BEGIN TEXT EXCERPT

Friday, April 12, 2019

Bale Mountains National Park, Ethiopia

After Darrell's meeting in Addis Ababa, we were eager to see more of Ethiopia. Touring all of this grand country, almost twice as large as Texas, would take many more days than we had available. We chose Bale Mountains National Park in southern Ethiopia because it was highly recommended for seeing wildlife and we found a great local guide company that worked with us on short notice. Bale Mountains Tours is owned and run by Ahmed Alo, a friendly and energetic guide and terrific tour organizer.


Our guide Hussein, plus a driver and mechanic, met us at our hotel in Hawassa on March 31st. Our first stop was to a pharmacy as I was suffering from your basic case of Traveler's Diarrhea. I won't go into gory details but none of the 7 pharmacies I visited over the next four days carried anything like Loperamide or Imodium to counteract the symptoms. My small supply had run out so I ended up taking an antibiotic that cleaned everything out of my system, including my happy bugs... Note that I now carry a good supply of Imodium with me at all times!

Darrell was also not feeling well but we still managed to meet Ahmed, the tour operator, at the Park Headquarters in Dinsho. We paid with a literal "wad" of cash because the largest bill we had in Ethiopian currency was 100 birr, which is worth about $3 USD. But after that, everything was paid for which made it much easier for us.

A monument to Biniyam Admasu, a conservationist who died in a fire while protecting the Park is at the Park's entrance.
Hussein took us on a walk into the Juniper woodlands above the Park headquarters. We had seen Olive Baboon's on the way into the park, and also Colobus monkeys at our hotel, but we now saw the endemic Mountain Nyala and Menelik Bushback, as well as the Bohor Reedbuck - all beautiful antelope species. There were also warthogs rooting around in the soil. The photo is from the grasslands we visited later, as the trees cast in the woodland cast so many shadows that the antelope were well camouflaged.

Mountain Nyala not bothered by a warthog on the Gaysay Grasslands
We then went to our hotel in Gobe and Darrell managed to sleep for 14 hours! We both felt better the next day for our trip up to the Sanatea Plateau, an Afroalpine meadow from 3800-4392m. Note that the Park’s wide expanse of Afroalpine habitat is the largest on the continent, and its moist tropical forest is also significant. These two ecosystems support more endemic mammals than any other similar sized area on this planet, including the largest populations of both the Ethiopian Wolf, and the Mountain Nyala.

The Ethiopian Wolf is the rarest canid in the world, and Africa’s most threatened carnivore. It has a population between 400 to 520 individuals. We were so fortunate to see wolves up close in their natural habitat. We also saw the Starck's hare, endemic to Ethiopia and important prey for the wolves.

Beautiful Ethiopian Wolves, the rarest canids in the world
Our driver successfully managed a sketchy, even for 4WD, road up to the second highest peak in the park where we could look down into the Harenna Cloud forest below.

Hussein and Darrell on top of the world
Mindy, Darrell and Hussein at the summit
From the peak, we drove (bumped?) down through the Erica forest, where the trees join their limbs to support each other.

The Erica forest with a local man dragging bamboo to build a fence
We moved on to Rira, a small traditional village, in the Harenna Forest where we had the wild honey from the local bees - gathered from hives in the trees. Plus Ethiopian coffee of course!

END TEXT EXCERPT
BEGIN DATA SHOWN

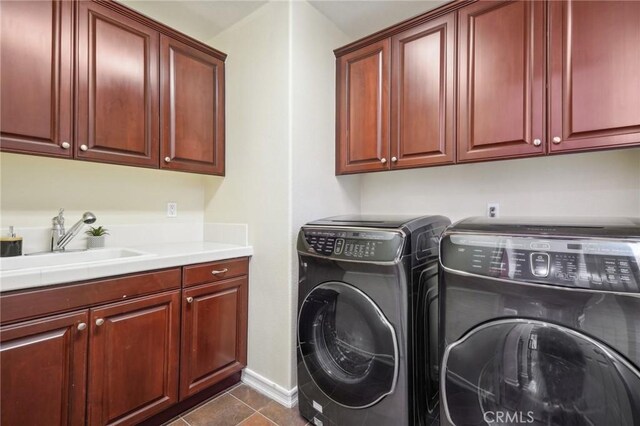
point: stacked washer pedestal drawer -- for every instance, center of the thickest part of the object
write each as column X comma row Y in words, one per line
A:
column 367, row 320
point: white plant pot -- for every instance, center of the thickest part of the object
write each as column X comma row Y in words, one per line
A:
column 95, row 242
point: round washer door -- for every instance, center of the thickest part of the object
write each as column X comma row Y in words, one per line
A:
column 347, row 345
column 536, row 373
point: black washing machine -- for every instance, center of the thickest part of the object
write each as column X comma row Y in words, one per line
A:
column 540, row 322
column 367, row 320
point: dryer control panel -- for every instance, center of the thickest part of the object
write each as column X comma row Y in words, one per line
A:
column 355, row 245
column 596, row 264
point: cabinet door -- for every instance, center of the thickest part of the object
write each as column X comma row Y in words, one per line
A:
column 594, row 83
column 133, row 359
column 192, row 98
column 44, row 371
column 422, row 98
column 362, row 133
column 36, row 86
column 214, row 334
column 501, row 80
column 117, row 88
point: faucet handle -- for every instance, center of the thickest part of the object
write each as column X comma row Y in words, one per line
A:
column 59, row 220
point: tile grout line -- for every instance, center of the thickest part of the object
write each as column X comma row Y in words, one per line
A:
column 251, row 408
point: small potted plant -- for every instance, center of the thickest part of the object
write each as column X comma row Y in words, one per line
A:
column 96, row 236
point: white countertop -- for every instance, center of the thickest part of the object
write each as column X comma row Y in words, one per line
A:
column 158, row 256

END DATA SHOWN

* _WHAT THE EXERCISE ASKS_
Copy the Bale Mountains travel post between "Darrell was also" and "easier for us.", inclusive, changing "cash" to "banknotes".

* _EXPECTED ANSWER_
Darrell was also not feeling well but we still managed to meet Ahmed, the tour operator, at the Park Headquarters in Dinsho. We paid with a literal "wad" of banknotes because the largest bill we had in Ethiopian currency was 100 birr, which is worth about $3 USD. But after that, everything was paid for which made it much easier for us.